A moça, que vivia com a família às margens do Velho Chico, na pequena Ilha do Miradouro, em Bom Jesus do Xique-xique, hoje cidade de Xique-xique, já desabrochava para o tempo como uma delicada flor.
Um tropeiro que por ali passava arriou-se para a ternura da jovem, que correspondeu ao gracejo do cavalheiro das trilhas perdidas. Enamoraram-se em segredo, já que o amor era mais que proibido.
A família de Mariá, sendo seu pai um importante coronel da região, desejava homem de maiores honrarias a ela, mas as chamas do amor clandestino queimava o peito do casal e os encontros em silêncio partilhado a dois eram inevitáveis.
“Os dois se encontravam às escondidas, atrás das árvores de jatobá, que eram frondosas e ficavam afastadas. As lavadeiras, que costumavam lavar roupas à beira do rio, começaram a desconfiar. ‘A filha do coronel está de namoro com aquele tropeiro. Ela que se cuide’, diziam elas”, conta Giselda Meira, especialista em linguística e literatura,e atual coordenadora municipal de cultura da cidade de Xique-xique, uma das guardiãs dessa história.
Os dias se passaram e a semente de um amor proibido começou germinar no ventre da jovem, que decidiu contar ao tropeiro sobre a consequência dos seus encontros à margem do mundo. “Ao sentir sua barriga crescer, ela se deu conta de que estava grávida. Quando contou ao tropeiro, ele fugiu, temendo a ira do pai de Mariá, conhecido como um homem valente e rígido. O tropeiro nunca mais apareceu, deixando Mariá sozinha e desolada”, continua Giselda.
Temendo o desgosto e a cólera do pai, a jovem passou a ocultar os sinais da gravidez com roupas apertadas, mas as lavadeiras, as únicas testemunhas do amor que floresceu em segredo, já estavam mais que desconfiadas. “Quando chegou a hora do parto, ela foi para um lugar afastado, onde as águas do rio eram mais correntes. Lá, desesperada, Mariá deu à luz e, tomada pelo medo e pela tristeza, jogou o bebê no rio”.
Mariá retornou para casa profundamente abatida. Com o tempo, as lavadeiras começaram a perceber algo peculiar: uma pequena cobra, com traços que lembravam o rosto de uma menina, surgia diariamente nas tábuas onde elas lavavam os tecidos. Curiosas e inquietas, decidiram relatar o ocorrido ao padre, que estava em missão na região, mencionando a presença constante da enigmática criatura no Velho Chico. O religioso decidiu realizar uma missa para trazer a verdade à tona.

> TAREFA A FAZER:
Segundo o trecho sobre a lenda de Mariá, em que lugar a moça e o tropeiro se encontravam às escondidas?

> ENTRADAS SELECIONADAS:
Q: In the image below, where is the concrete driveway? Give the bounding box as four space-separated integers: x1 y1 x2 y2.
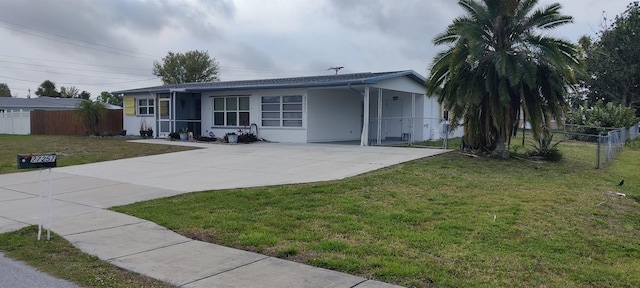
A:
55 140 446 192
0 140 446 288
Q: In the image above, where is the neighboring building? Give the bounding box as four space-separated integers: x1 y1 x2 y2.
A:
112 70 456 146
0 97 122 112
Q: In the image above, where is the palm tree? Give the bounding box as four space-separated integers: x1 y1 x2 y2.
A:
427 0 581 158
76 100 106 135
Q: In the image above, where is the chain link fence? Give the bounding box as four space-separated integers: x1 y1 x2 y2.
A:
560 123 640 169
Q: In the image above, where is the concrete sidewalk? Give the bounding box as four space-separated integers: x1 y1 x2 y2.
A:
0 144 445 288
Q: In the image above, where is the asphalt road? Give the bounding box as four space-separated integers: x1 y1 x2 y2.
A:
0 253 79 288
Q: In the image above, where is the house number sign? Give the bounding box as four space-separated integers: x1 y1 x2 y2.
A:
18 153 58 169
---
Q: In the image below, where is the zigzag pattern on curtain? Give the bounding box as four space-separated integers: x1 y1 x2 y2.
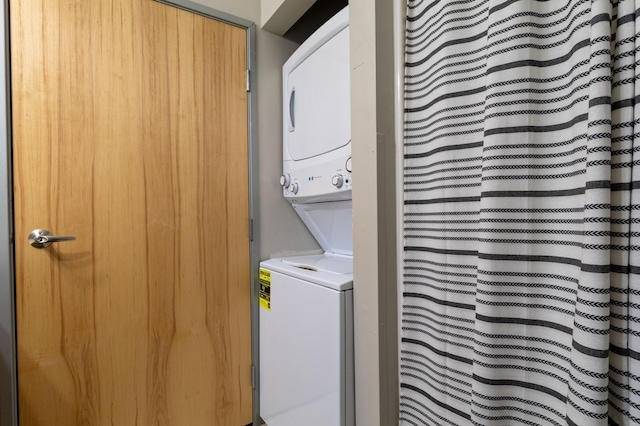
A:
--
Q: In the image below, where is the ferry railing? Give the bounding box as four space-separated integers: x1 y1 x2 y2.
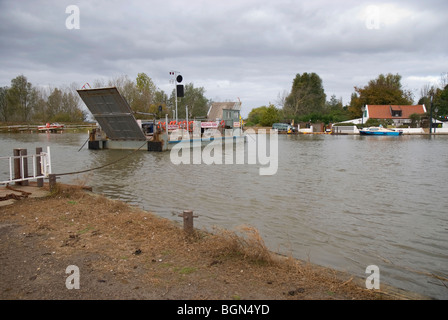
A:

> RESPOSTA ESCRITA:
Eles se encontravam atrás das árvores de jatobá, que eram frondosas e ficavam afastadas.